TEXTO PARA LEITURA:
· · · · ·

A vida alheia e suas influências

 Biografias podem ser decepcionantes para os leitores. Por vezes, destroem o mito criado em torno do biografado, geralmente alguém que conquistou alguma notoriedade. Há também relatos biográficos ou “baseados na realidade” que tratam de anônimos, que tanto defendem causas, abrem discussões ou servem, simplesmente, para o desabafo e a reconstrução da experiência pelos autores. Nem todas trazem segredos escandalosos. As desta seleção, que inclui um romance calcado em fatos reais, propõe reflexões que o leitor pode levar para sua própria vida.

Um dos nomes mais em voga na cena brasileira, o youtuber Felipe Neto já havia publicado uma autobiografia precoce, há cerca de 8 anos, quando contou sua trajetória pessoal para transformar-se em personalidade da Internet. Felipe Neto – O influenciador (Máquina de Livros, R$ 45,90), de Nelson Lima Neto, é baseada numa extensa pesquisa do autor, que levanta momentos mais recentes da carreira do youtuber, listado pela revista norte-americana Time como uma das 100 pessoas mais influentes do mundo.  Se o início de sua carreira era de críticas a produtos culturais,  como os filmes baseados na série de livros Crepúsculo, depois de se transformar em ídolo de plateias infanto-juvenis, Felipe Neto deu uma guinada no comportamento frente às câmeras, tornando-se um contundente defensor das pautas inclusivas e da democracia. Um caso de self made man amadurecido diante da desigualdade brasileira.

· · · · ·

O QUE FAZER: Continue o texto sobre biografias a partir da última frase dele. Os dados vêm de outra fonte, sem ligação com o texto.

· · · · ·

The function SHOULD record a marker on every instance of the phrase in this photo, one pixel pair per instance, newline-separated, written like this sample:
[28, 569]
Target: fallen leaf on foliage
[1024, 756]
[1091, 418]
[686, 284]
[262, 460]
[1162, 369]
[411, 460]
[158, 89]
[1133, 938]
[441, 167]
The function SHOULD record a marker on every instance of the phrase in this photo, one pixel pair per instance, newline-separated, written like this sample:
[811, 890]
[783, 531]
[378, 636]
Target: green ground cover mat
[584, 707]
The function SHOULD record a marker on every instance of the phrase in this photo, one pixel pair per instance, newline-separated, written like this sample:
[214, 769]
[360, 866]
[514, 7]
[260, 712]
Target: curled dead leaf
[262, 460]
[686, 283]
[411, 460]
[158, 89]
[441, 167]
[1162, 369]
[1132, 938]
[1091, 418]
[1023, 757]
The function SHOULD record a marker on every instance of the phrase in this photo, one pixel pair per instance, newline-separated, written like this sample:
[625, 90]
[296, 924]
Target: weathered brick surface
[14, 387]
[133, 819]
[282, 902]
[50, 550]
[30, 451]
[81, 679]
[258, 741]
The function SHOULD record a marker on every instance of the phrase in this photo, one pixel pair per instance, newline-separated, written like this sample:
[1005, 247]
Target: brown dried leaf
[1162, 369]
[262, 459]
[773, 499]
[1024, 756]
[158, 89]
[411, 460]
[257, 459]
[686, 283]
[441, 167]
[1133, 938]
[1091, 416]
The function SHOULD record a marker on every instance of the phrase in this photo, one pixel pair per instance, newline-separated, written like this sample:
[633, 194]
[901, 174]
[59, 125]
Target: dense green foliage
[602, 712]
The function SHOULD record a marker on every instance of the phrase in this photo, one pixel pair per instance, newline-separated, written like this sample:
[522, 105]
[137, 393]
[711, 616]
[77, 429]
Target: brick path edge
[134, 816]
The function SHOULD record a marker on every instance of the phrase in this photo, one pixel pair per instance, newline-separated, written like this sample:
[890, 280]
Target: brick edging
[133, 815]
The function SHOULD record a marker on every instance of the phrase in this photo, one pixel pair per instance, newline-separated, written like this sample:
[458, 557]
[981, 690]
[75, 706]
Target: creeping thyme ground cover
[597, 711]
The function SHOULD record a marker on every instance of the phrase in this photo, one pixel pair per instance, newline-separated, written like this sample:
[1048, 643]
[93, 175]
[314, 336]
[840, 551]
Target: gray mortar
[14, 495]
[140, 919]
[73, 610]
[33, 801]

· · · · ·

RESPOSTA PRONTA:
Apresentado como um romance baseado em fatos reais, Somos todos insubstituíveis (Autografia, R$ 42), de Lígia Pinheiro, trata de dois temas atuais: a alta rotatividade no mercado de trabalho e a pandemia de Covid-19. A protagonista Lívia sofre com as pressões para se integrar ao ambiente corporativo ao retornar de uma licença-maternidade. Bem-sucedida profissional e pessoalmente, Lívia é uma típica representante de uma geração de adolescência estendida, que vivencia os relacionamentos com os colegas intensamente. O grupo é modificado constantemente, devido às frequente demissões, o que abala a segurança de todos no escritório, onde precisam aprender a se fortalecer a fim de manter a unidade em prol da sobrevivência na empresa.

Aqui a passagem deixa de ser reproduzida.